*Instruction:*
Which lines in the material below contain the string "clicks", matching case? Copy each of those lines in full.

-------- Records for this exercise --------

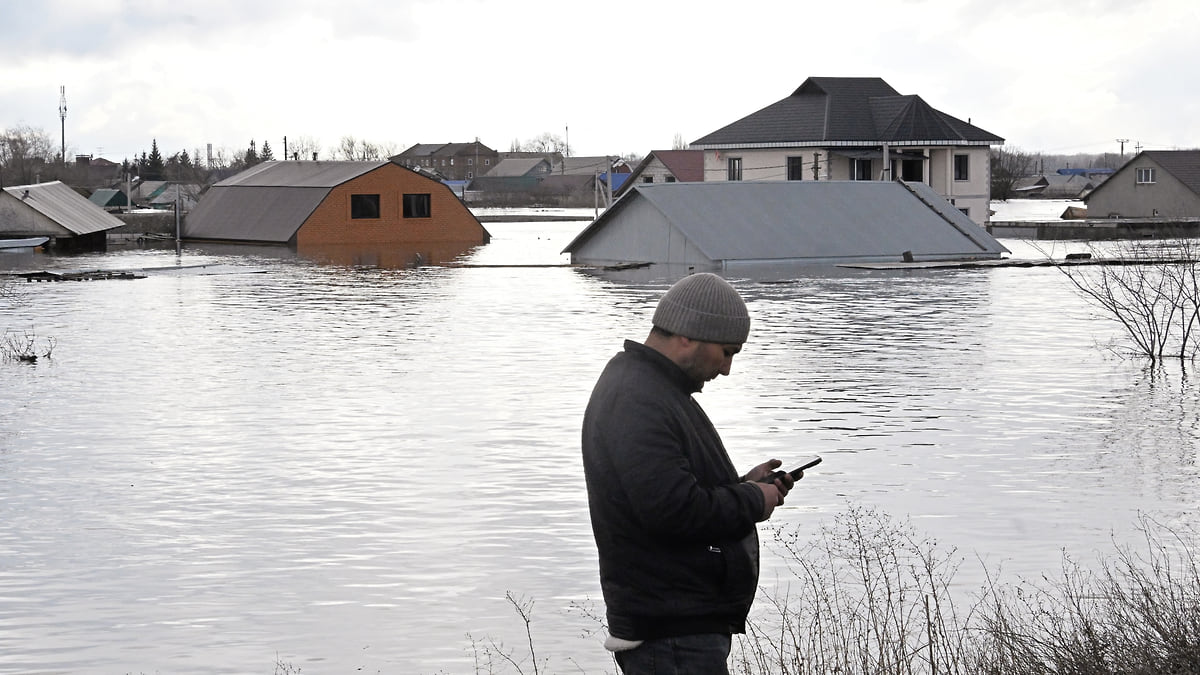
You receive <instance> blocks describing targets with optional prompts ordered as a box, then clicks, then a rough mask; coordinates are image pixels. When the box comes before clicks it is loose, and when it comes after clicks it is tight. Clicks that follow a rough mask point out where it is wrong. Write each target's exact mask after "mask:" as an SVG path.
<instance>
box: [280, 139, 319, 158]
mask: <svg viewBox="0 0 1200 675" xmlns="http://www.w3.org/2000/svg"><path fill="white" fill-rule="evenodd" d="M318 151H320V142H319V141H317V139H316V138H313V137H311V136H299V137H296V138H289V139H288V154H289V155H290V156H289V157H287V159H288V160H311V159H313V156H312V154H313V153H318Z"/></svg>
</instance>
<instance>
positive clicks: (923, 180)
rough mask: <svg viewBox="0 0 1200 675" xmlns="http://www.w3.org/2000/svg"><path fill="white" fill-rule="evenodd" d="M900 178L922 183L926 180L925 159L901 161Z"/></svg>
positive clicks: (918, 182) (903, 179) (913, 181)
mask: <svg viewBox="0 0 1200 675" xmlns="http://www.w3.org/2000/svg"><path fill="white" fill-rule="evenodd" d="M900 180H907V181H908V183H922V181H924V180H925V161H924V160H904V161H901V162H900Z"/></svg>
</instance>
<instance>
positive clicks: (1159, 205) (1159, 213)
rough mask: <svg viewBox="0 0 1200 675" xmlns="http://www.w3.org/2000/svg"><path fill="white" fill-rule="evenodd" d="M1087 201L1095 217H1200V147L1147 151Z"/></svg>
mask: <svg viewBox="0 0 1200 675" xmlns="http://www.w3.org/2000/svg"><path fill="white" fill-rule="evenodd" d="M1084 201H1085V202H1086V203H1087V213H1088V215H1090V216H1091V217H1200V150H1144V151H1141V153H1139V154H1138V155H1136V156H1134V157H1133V159H1132V160H1129V161H1128V162H1127V163H1126V165H1124V166H1123V167H1121V168H1120V169H1117V172H1116V173H1114V174H1112V175H1111V177H1109V179H1108V180H1105V181H1104V183H1103V184H1102V185H1100V186H1098V187H1097V189H1096V190H1093V191H1092V192H1091V193H1090V195H1088V196H1087V197H1086V198H1085V199H1084Z"/></svg>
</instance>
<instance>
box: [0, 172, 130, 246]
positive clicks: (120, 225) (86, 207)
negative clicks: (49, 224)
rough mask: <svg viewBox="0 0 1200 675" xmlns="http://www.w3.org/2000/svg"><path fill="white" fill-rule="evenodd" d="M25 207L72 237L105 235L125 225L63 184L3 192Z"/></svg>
mask: <svg viewBox="0 0 1200 675" xmlns="http://www.w3.org/2000/svg"><path fill="white" fill-rule="evenodd" d="M4 191H5V192H7V193H8V195H10V196H12V197H13V198H16V199H17V201H18V202H20V203H22V204H24V205H25V207H28V208H30V209H34V210H35V211H37V213H40V214H42V215H43V216H46V217H47V219H49V220H52V221H54V222H56V223H58V225H60V226H62V227H64V228H66V229H67V231H68V232H71V233H72V234H77V235H78V234H92V233H96V232H107V231H109V229H113V228H116V227H121V226H122V225H125V223H124V222H121V220H120V219H118V217H116V216H114V215H112V214H109V213H108V211H106V210H104V209H102V208H100V207H97V205H96V204H92V203H91V202H89V201H88V199H86V198H84V196H83V195H79V193H78V192H76V191H74V190H72V189H70V187H67V186H66V185H65V184H64V183H61V181H59V180H55V181H53V183H38V184H35V185H13V186H10V187H5V189H4Z"/></svg>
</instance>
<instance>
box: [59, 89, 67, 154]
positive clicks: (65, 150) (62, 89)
mask: <svg viewBox="0 0 1200 675" xmlns="http://www.w3.org/2000/svg"><path fill="white" fill-rule="evenodd" d="M59 119H61V120H62V155H61V157H62V163H64V165H65V163H67V88H66V85H65V84H64V85H62V86H59Z"/></svg>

--------

*Exercise solution:*
You receive <instance> blocks describing targets with optional prompts ordered as a box, then clicks, then a rough mask; coordinates are image pixels. When the box comes before clicks it is loose, and when it comes after clicks it is tight. Clicks that follow a rough mask point out where it is wrong. Write each target's exact mask after "mask:" as an SVG path.
positive clicks: (923, 180)
positive clicks: (918, 182) (903, 179) (913, 181)
positive clicks: (1159, 205) (1159, 213)
positive clicks: (120, 225) (86, 207)
negative clicks: (49, 224)
positive clicks: (65, 150) (62, 89)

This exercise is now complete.